● Task objective: Copy verbatim the block of lines in the entries below whose first line contains "point: one pixel per instance, each like <point>205,271</point>." and whose last line contains "point: one pixel per instance, each like <point>6,159</point>.". Leave out all other lines.

╭─ Supplied information

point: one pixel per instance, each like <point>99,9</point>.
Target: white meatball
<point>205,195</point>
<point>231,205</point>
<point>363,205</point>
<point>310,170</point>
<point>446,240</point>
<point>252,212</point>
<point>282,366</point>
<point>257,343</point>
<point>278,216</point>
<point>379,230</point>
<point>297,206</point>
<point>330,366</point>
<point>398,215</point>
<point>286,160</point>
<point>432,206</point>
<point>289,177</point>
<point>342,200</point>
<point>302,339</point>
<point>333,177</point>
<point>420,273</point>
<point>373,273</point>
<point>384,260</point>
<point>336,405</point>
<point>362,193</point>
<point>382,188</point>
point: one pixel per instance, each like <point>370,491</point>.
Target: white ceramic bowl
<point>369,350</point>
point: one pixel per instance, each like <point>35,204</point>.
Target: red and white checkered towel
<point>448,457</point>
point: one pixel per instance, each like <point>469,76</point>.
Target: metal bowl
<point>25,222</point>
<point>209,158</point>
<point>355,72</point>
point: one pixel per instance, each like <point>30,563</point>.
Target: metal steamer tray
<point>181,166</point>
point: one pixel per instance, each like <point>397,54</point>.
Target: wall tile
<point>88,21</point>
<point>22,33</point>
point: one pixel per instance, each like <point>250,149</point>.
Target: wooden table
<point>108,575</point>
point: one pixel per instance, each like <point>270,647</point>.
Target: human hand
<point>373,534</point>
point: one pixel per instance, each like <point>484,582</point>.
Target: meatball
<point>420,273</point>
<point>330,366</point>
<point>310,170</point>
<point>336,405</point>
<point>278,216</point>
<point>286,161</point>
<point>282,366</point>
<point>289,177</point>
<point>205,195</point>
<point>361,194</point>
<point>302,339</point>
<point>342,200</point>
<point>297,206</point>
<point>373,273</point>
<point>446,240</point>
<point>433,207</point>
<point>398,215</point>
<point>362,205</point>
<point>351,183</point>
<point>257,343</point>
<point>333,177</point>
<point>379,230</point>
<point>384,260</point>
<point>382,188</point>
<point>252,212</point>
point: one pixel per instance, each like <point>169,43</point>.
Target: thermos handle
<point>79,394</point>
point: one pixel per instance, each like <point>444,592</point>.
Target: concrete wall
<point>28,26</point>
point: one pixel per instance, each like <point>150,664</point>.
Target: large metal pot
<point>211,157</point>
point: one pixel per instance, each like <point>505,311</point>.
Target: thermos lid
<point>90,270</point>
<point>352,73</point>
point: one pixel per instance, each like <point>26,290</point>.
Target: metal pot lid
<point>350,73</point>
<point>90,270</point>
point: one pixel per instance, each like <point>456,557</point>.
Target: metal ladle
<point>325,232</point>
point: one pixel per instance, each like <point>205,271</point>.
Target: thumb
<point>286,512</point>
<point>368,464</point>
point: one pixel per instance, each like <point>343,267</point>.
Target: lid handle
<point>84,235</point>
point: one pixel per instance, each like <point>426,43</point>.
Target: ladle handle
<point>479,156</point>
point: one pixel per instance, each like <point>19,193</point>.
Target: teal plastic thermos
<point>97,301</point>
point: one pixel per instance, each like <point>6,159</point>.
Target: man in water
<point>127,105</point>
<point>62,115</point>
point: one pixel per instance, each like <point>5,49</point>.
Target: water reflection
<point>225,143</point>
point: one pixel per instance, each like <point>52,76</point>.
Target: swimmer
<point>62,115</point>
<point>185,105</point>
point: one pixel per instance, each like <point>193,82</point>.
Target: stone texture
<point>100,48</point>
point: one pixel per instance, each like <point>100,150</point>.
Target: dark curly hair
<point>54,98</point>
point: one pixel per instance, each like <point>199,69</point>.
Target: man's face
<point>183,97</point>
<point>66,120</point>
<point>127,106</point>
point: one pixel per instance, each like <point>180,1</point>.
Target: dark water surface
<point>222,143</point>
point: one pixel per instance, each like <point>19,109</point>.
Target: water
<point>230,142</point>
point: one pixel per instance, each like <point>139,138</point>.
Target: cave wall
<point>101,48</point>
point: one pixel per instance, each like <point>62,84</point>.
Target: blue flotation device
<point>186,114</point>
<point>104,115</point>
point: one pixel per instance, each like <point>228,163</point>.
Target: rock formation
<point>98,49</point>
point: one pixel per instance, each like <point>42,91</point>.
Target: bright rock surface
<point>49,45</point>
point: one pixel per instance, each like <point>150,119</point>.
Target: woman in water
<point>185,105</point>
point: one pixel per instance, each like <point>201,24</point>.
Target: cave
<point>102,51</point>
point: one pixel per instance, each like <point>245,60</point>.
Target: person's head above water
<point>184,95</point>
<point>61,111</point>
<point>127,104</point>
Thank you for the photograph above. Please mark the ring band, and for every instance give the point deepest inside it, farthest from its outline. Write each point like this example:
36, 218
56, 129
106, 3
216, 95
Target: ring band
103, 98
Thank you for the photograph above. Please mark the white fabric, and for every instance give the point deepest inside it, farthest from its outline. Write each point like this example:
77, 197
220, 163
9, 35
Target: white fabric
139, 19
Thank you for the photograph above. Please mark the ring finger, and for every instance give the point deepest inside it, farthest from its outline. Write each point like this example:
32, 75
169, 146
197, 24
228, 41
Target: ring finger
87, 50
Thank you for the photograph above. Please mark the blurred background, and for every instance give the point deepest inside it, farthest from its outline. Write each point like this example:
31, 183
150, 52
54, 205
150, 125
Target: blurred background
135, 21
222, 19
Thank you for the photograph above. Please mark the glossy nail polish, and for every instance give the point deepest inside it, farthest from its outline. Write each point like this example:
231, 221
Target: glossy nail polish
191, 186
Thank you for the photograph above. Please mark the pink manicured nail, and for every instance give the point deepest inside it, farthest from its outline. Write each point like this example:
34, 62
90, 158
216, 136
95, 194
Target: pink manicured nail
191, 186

╰─

● Exercise answer:
point: one pixel per instance, each like <point>205,271</point>.
Target: thumb
<point>286,512</point>
<point>368,464</point>
point: one pixel per instance, each like <point>343,267</point>.
Target: lid handle
<point>84,235</point>
point: one pixel per instance, each like <point>426,43</point>.
Target: ladle handle
<point>479,156</point>
point: one pixel per instance, each like <point>19,193</point>.
Target: teal plastic thermos
<point>97,301</point>
point: one pixel per instance, each like <point>6,159</point>.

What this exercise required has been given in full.